#### [DATA RECORDS]
=-=-=-=-=

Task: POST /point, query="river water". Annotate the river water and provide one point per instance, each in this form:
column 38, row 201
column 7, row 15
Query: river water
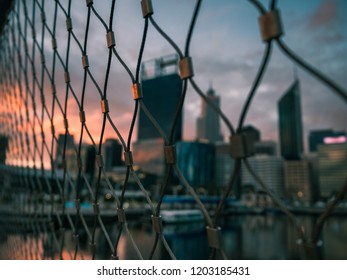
column 269, row 237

=-=-=-=-=

#### [ASSIGNMENT]
With all pictures omitted, repeat every record above word for word.

#### [ANSWER FOR THE TASK]
Task: POST /point, query="river water". Annotate the river water and provide one point per instance, each in this form:
column 38, row 201
column 7, row 15
Query: river water
column 269, row 237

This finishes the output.